==== Entries shown ====

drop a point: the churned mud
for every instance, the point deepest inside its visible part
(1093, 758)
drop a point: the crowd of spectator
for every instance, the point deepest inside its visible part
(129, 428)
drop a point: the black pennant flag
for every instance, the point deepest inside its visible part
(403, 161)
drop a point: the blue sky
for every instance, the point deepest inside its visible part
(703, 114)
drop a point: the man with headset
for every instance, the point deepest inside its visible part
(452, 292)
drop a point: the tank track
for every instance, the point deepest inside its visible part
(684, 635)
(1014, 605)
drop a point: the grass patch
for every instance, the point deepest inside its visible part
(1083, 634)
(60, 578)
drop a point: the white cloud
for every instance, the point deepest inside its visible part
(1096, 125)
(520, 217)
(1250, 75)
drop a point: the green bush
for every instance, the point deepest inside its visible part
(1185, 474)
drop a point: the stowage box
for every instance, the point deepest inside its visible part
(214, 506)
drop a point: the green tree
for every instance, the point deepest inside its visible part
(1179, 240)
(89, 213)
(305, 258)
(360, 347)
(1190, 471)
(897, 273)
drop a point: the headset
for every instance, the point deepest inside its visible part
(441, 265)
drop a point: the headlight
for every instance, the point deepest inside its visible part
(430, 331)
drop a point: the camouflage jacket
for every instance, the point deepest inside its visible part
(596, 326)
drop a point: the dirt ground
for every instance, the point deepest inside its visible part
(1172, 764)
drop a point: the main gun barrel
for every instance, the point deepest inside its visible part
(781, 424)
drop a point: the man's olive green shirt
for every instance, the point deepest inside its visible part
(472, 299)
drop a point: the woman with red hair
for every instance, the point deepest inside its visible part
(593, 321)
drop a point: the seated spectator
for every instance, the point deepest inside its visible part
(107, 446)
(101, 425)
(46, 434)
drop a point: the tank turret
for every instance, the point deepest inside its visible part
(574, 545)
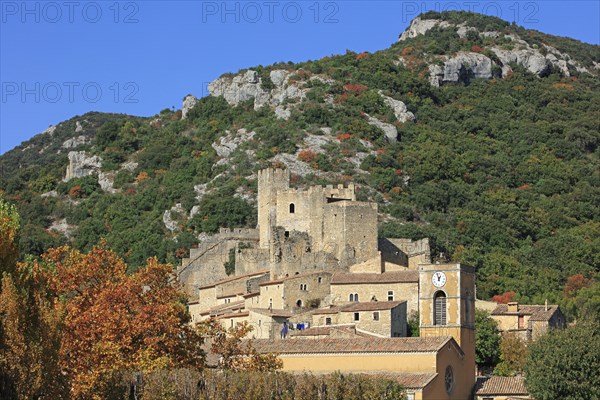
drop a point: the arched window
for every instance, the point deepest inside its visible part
(439, 308)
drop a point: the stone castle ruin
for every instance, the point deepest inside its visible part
(301, 231)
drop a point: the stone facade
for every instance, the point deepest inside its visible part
(300, 231)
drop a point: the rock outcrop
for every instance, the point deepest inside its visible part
(171, 223)
(248, 85)
(227, 144)
(420, 26)
(389, 130)
(400, 111)
(463, 67)
(188, 103)
(75, 142)
(80, 165)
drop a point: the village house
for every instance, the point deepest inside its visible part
(501, 388)
(324, 292)
(528, 321)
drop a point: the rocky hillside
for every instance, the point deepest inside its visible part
(474, 132)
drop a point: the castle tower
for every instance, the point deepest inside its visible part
(269, 182)
(447, 307)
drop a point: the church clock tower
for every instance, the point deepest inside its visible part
(447, 305)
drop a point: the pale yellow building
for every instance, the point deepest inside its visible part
(528, 321)
(438, 361)
(316, 266)
(501, 388)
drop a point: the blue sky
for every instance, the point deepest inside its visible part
(59, 59)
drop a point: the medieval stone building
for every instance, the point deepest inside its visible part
(325, 293)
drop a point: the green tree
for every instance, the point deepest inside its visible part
(487, 340)
(565, 364)
(513, 355)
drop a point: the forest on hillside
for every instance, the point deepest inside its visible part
(502, 174)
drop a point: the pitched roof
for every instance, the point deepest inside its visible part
(501, 385)
(407, 276)
(408, 379)
(288, 278)
(325, 311)
(352, 345)
(371, 306)
(231, 293)
(537, 312)
(347, 329)
(234, 315)
(272, 312)
(234, 278)
(227, 306)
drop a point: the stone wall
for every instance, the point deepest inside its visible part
(206, 263)
(316, 287)
(408, 291)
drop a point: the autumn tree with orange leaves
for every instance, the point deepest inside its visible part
(116, 322)
(235, 353)
(71, 323)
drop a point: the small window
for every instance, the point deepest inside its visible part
(449, 379)
(439, 308)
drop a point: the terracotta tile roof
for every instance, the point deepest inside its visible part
(536, 312)
(501, 385)
(273, 312)
(289, 278)
(328, 330)
(234, 278)
(342, 278)
(325, 311)
(371, 306)
(230, 294)
(351, 345)
(234, 315)
(227, 306)
(409, 380)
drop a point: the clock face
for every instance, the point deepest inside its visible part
(438, 279)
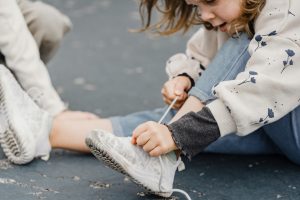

====

§ **Task instructions**
From first line to last, return the records verbatim without their pictures.

§ **Solution to this exercise**
drop a point: the churned mud
for every instance, the point deepest inside its visible part
(1093, 758)
drop a point: the crowd of spectator
for every instance, the point deepest inside its visible part
(129, 428)
drop a point: the black pennant flag
for every instance, the point deepest inside its visible part
(403, 161)
drop a point: the blue sky
for every instance, the point deepest inside its visible part
(703, 114)
drop a point: the man with headset
for every instance, the point deepest inside its visible part
(452, 292)
drop a point: the tank track
for every instance, the point deepest inside its visible part
(684, 635)
(1014, 605)
drop a point: the grass patch
for every instance, the point deepest inside its visible part
(1083, 634)
(60, 578)
drop a point: the white cloud
for every instance, the point deepest inside its visible part
(1096, 125)
(520, 217)
(1250, 75)
drop a point: the green bush
for every instance, the point deepest inside its visible part
(1185, 474)
drop a point: the stowage box
for every instance, the point deepest inside its visible part
(214, 506)
drop a point: the green tree
for every instance, the point deepest inside its visible part
(1179, 240)
(89, 213)
(305, 258)
(360, 347)
(1190, 471)
(897, 273)
drop a point: the headset
for every instance, the point deepest inside its visible part
(441, 265)
drop a point: the headlight
for every instance, the point deepest inside its visible part
(430, 331)
drop a point: the camouflage jacket
for every instance, the point deepest inside its visible part
(596, 326)
drop a point: the dirt ground
for every instance, the point deepest inside its visible part
(1172, 764)
drop a point: the main gun barrel
for every instance, the point deepest inside its visible part
(781, 424)
drop a point: the man's olive green shirt
for every instance, the point deepest inside its visible part
(472, 299)
drop a point: the woman with red hair
for every instance, the point deepest inside its visible part
(593, 321)
drop a point: the seated spectator
for every instance, the point deepest inside its visible part
(107, 446)
(101, 425)
(46, 434)
drop a point: the tank turret
for every instance, the point deepest inside its visible part
(574, 545)
drop a point: the arched window
for every instance, the point deepest inside its visible part
(439, 308)
drop a point: the stone castle ruin
for every instance, the point deepest inside its visible part
(301, 231)
drop a point: the stone facade
for every instance, the point deepest inside its visible part
(300, 231)
drop a point: the rock outcrop
for every instance, the point deepest inside its visible part
(171, 223)
(248, 85)
(227, 144)
(420, 26)
(389, 130)
(400, 111)
(463, 67)
(188, 103)
(75, 142)
(80, 165)
drop a point: the village house
for every instance, the point deepest inside its visible part
(501, 388)
(324, 292)
(528, 321)
drop a point: the rocky hillside
for every instance, the point deepest inside its visible part
(474, 132)
drop a point: the castle tower
for every instance, the point deepest inside its visible part
(269, 182)
(447, 307)
drop a point: the church clock tower
for every instance, the point deepest inside its visible part
(447, 305)
drop a point: the pale yellow building
for every instance, the point deepest inside its visible part
(528, 321)
(438, 361)
(316, 266)
(501, 388)
drop a point: the blue sky
for every instance, the point deepest inside its visible part
(59, 59)
drop a point: the medieval stone building
for every instance, the point deepest inside its visible part
(325, 293)
drop a point: the green tree
for every instance, the point deepest inside its visible part
(487, 340)
(565, 364)
(513, 355)
drop a point: the forest on hillside
for every instance, the point deepest inside its visible part
(502, 174)
drop a point: the pitched roof
for every instance, the point deepest inside its visible part
(501, 385)
(407, 276)
(408, 379)
(288, 278)
(325, 311)
(352, 345)
(371, 306)
(231, 293)
(537, 312)
(347, 329)
(234, 315)
(272, 312)
(234, 278)
(227, 306)
drop a point: the stone wall
for every instance, the point deepest inside its visible part
(206, 263)
(316, 287)
(408, 291)
drop a point: the autumn tree with orange leaves
for every instance, the point deepest inside its visible part
(116, 322)
(235, 353)
(71, 323)
drop a point: the small window
for every instance, the point deepest inside its visible part
(449, 379)
(439, 308)
drop a point: the terracotta tile roof
for every instance, the point deepest inside its visible part
(536, 312)
(501, 385)
(273, 312)
(289, 278)
(328, 330)
(234, 278)
(342, 278)
(325, 311)
(371, 306)
(230, 294)
(351, 345)
(234, 315)
(227, 306)
(409, 380)
drop a point: the clock face
for every instance, the point deepest inside its visible part
(438, 279)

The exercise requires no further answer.